> [The problem]: Your reply should hold only the lines from the one containing "Where can the dropper" to the final line of the listing below, restated word for word.

>>>

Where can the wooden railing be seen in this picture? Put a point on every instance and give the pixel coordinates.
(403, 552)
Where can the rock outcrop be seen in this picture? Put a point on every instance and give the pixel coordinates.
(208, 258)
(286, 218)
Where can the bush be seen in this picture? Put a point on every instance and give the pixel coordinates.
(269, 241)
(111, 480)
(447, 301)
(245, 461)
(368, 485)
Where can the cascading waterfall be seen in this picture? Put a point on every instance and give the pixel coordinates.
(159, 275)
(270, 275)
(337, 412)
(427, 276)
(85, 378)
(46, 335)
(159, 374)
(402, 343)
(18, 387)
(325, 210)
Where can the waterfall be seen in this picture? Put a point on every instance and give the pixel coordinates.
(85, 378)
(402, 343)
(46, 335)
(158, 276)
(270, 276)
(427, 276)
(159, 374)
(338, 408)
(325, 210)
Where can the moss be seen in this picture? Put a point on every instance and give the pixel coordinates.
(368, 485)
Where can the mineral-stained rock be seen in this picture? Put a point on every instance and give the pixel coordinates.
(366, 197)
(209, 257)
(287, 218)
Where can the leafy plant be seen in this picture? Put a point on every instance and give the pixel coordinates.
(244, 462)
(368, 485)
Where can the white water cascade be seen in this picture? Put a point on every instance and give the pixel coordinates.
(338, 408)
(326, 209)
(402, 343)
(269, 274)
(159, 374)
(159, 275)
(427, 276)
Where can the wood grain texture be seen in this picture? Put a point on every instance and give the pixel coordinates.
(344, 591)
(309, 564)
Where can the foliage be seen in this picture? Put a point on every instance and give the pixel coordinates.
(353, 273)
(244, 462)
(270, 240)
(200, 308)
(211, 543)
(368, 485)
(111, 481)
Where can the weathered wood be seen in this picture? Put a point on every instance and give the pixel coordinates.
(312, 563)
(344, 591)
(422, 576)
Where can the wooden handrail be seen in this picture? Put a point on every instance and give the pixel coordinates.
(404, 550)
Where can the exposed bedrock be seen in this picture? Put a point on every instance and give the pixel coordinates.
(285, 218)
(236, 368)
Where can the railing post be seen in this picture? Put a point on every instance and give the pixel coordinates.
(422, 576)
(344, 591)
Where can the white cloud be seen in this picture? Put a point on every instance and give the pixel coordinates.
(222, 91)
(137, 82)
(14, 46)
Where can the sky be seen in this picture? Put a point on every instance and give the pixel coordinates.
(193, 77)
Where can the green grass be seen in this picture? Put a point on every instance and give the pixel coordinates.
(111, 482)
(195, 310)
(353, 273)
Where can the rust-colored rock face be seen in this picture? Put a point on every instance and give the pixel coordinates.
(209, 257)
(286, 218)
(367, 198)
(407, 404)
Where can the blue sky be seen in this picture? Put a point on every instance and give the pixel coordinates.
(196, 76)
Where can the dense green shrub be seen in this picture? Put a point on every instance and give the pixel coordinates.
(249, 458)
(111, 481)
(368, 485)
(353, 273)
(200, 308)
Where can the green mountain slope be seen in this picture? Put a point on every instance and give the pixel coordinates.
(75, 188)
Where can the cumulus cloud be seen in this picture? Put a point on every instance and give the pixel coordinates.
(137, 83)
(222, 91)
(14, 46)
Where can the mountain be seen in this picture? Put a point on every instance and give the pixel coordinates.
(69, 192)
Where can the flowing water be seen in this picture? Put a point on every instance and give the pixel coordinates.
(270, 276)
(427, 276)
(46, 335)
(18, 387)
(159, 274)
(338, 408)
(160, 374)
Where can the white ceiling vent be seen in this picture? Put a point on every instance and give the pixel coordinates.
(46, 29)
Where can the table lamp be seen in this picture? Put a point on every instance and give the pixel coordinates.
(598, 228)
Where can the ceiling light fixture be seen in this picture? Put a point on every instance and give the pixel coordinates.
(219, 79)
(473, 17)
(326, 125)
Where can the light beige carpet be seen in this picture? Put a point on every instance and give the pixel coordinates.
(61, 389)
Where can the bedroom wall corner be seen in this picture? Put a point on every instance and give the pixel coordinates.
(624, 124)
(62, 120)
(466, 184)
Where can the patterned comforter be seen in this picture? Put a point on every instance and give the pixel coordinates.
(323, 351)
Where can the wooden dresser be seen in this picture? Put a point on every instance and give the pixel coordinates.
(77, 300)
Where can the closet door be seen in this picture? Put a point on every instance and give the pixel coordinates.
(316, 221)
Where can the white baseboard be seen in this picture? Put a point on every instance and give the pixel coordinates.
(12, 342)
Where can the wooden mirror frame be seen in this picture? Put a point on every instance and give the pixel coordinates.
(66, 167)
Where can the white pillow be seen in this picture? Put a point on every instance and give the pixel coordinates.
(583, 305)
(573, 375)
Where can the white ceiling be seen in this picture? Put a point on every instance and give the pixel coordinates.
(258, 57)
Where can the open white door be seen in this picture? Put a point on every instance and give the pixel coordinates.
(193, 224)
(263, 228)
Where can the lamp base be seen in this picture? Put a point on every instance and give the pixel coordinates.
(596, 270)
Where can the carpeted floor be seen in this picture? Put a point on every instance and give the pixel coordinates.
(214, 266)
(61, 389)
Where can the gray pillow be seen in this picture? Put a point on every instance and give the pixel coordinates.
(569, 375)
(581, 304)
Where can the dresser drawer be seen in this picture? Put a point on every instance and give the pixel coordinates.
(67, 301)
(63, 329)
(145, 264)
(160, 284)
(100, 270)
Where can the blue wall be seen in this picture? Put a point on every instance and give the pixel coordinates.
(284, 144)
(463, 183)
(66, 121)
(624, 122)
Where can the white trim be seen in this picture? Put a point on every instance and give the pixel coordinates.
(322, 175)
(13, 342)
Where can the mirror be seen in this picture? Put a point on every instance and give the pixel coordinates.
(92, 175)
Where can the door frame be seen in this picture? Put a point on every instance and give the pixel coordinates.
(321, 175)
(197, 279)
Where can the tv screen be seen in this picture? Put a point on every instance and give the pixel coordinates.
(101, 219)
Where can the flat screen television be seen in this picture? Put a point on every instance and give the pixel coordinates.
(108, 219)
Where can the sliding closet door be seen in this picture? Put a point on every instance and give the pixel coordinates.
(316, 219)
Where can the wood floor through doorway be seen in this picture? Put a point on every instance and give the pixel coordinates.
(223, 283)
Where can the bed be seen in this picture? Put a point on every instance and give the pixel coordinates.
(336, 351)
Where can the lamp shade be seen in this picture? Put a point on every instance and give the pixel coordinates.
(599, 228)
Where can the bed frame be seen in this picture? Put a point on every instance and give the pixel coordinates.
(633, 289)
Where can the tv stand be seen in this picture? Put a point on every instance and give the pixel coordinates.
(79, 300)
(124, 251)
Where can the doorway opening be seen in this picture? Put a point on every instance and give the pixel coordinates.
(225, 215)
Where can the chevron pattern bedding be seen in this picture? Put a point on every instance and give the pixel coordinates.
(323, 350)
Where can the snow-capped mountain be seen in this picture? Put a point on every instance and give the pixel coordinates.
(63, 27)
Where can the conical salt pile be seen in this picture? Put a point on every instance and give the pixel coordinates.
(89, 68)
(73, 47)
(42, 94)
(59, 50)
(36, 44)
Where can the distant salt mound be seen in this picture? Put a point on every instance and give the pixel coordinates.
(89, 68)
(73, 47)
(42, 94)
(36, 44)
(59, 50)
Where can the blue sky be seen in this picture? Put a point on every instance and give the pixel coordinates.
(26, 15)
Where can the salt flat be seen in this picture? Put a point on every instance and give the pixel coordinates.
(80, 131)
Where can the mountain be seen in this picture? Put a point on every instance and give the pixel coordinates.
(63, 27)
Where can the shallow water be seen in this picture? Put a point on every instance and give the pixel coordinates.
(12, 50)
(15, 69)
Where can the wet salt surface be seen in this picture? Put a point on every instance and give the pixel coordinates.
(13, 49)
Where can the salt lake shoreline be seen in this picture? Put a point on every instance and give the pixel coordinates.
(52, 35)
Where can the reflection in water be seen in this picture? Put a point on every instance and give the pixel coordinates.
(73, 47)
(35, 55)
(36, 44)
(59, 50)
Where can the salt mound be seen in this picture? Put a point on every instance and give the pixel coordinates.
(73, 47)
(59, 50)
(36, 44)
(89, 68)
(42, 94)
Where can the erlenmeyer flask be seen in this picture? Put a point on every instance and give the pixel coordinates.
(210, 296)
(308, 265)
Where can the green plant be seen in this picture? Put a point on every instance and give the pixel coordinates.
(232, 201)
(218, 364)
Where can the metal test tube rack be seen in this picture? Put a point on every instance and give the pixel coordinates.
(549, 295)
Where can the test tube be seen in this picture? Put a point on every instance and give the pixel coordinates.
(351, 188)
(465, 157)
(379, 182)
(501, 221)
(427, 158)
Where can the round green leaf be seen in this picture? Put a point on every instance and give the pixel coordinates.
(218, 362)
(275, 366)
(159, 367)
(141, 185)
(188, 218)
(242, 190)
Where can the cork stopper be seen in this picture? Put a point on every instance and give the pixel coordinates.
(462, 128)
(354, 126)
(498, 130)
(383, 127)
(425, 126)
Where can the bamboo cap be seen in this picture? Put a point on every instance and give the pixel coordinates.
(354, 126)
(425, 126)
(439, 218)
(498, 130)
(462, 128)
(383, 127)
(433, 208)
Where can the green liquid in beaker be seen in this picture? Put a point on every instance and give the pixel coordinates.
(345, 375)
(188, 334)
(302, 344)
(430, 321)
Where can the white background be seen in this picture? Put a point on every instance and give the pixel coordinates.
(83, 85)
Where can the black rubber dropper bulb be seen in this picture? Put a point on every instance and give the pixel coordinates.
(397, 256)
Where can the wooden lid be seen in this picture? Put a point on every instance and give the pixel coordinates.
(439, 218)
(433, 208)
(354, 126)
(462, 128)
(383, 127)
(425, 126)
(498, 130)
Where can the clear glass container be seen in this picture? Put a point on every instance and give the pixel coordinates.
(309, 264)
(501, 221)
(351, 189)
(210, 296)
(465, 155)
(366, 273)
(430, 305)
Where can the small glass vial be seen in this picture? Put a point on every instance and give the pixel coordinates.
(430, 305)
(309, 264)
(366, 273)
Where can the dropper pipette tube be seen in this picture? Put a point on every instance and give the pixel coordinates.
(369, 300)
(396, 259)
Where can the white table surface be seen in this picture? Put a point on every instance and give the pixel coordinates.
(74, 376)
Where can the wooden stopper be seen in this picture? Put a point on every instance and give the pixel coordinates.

<<<

> [Response]:
Where can the dropper pipette tube be seen in this picture? Put a point on every instance and give the pixel coordinates.
(369, 300)
(396, 259)
Where can the white table surface be seen in this picture? Put a point on every instance and give the pixel coordinates.
(74, 376)
Where can the wooden stopper be seen in this picture? Put a point on every instance and give the pixel coordinates.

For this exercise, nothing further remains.